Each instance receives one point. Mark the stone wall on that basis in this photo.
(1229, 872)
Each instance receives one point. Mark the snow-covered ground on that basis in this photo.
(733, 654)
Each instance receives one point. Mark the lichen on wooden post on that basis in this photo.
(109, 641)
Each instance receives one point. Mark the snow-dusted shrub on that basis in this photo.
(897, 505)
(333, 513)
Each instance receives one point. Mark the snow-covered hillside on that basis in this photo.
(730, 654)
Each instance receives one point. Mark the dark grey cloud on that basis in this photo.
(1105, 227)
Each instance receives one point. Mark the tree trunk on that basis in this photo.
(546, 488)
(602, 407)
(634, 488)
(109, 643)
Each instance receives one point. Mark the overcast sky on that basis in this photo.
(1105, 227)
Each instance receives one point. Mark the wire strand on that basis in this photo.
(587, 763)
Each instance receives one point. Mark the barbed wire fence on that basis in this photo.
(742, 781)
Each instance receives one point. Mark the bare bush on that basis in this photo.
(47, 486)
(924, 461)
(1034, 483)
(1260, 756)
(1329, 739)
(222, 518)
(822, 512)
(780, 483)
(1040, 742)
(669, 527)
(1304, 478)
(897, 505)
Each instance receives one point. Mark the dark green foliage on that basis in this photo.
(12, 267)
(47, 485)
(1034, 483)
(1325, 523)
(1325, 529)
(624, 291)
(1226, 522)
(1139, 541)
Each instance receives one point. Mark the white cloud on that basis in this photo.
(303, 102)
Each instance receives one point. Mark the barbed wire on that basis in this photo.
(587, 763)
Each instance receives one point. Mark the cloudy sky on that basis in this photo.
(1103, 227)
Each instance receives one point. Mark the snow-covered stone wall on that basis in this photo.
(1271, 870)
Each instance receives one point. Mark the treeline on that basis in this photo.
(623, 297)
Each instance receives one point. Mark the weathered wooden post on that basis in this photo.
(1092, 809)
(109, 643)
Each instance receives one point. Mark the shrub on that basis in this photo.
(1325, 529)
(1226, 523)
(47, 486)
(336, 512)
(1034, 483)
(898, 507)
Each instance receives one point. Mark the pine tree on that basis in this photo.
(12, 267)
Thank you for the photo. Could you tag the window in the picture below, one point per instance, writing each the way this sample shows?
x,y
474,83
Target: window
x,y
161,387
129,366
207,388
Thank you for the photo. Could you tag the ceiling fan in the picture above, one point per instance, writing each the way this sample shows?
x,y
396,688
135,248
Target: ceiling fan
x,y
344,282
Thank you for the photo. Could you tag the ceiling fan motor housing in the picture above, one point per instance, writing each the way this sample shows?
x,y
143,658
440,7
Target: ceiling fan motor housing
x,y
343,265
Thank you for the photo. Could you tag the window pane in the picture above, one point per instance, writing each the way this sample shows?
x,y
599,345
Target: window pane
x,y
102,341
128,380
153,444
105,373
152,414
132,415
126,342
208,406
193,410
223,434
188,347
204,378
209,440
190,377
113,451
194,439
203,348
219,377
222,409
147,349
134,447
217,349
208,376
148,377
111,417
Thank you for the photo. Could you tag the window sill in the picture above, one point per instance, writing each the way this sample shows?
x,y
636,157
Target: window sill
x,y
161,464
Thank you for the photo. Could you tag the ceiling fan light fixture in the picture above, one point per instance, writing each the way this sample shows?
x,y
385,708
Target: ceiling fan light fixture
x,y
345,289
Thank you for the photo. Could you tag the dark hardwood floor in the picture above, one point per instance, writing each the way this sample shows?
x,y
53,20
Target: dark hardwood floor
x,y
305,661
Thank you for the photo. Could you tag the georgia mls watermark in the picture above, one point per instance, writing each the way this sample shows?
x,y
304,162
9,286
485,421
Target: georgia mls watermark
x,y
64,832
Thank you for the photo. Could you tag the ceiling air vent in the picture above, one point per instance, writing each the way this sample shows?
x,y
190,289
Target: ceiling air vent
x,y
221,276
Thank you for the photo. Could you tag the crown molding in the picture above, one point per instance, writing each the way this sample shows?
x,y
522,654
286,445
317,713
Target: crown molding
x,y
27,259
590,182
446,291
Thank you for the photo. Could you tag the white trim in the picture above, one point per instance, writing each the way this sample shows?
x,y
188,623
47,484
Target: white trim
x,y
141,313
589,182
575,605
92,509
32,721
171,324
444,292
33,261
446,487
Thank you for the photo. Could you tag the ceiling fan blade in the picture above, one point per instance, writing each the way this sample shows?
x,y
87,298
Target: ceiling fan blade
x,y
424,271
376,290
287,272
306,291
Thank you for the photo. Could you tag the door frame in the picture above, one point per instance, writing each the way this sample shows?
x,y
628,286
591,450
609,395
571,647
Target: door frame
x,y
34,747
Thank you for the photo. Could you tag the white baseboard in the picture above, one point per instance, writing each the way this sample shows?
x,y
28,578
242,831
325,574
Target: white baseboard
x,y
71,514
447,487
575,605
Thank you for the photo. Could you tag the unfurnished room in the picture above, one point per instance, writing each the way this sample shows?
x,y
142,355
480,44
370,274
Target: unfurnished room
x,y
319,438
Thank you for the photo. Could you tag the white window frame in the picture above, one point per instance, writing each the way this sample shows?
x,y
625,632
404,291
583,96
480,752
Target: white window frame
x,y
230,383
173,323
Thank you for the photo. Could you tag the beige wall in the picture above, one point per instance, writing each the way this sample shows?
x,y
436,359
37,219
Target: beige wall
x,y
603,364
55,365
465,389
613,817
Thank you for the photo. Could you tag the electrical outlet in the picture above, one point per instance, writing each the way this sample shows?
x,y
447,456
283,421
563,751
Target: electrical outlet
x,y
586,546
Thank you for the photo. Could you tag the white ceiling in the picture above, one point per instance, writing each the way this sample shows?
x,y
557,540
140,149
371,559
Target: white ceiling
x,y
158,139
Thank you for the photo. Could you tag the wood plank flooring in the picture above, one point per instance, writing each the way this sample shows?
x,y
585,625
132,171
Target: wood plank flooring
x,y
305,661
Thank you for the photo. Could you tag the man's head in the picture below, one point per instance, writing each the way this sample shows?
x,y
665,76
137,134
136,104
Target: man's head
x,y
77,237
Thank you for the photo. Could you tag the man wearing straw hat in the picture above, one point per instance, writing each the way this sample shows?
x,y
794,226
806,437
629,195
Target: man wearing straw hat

The problem: Using the records above, please retype only the run of lines from the line holding "Thank you for the photo. Could you tag the white ceiling" through the last line, both ends included.

Written answer:
Thank you for the photo. Could you tag the white ceiling in the picture above, one point per instance, writing each the way this sample shows?
x,y
557,540
140,149
371,559
Target: white ceiling
x,y
158,139
Thank you for the photo. Could you tag the wood plank flooring in the picture above, one point per instance, writing each the way this sample shows?
x,y
585,625
132,171
Target: wood plank flooring
x,y
305,661
Thank you for the photo. Could you tag the man's head in the picture below, one point per instance, writing each the way this sample shows?
x,y
665,76
137,134
136,104
Target: man's head
x,y
77,237
Thank you for the photo. Could you tag the man wearing straw hat in the picture above, one point per instance, writing each the way this sample shows?
x,y
794,226
806,437
629,195
Target: man wearing straw hat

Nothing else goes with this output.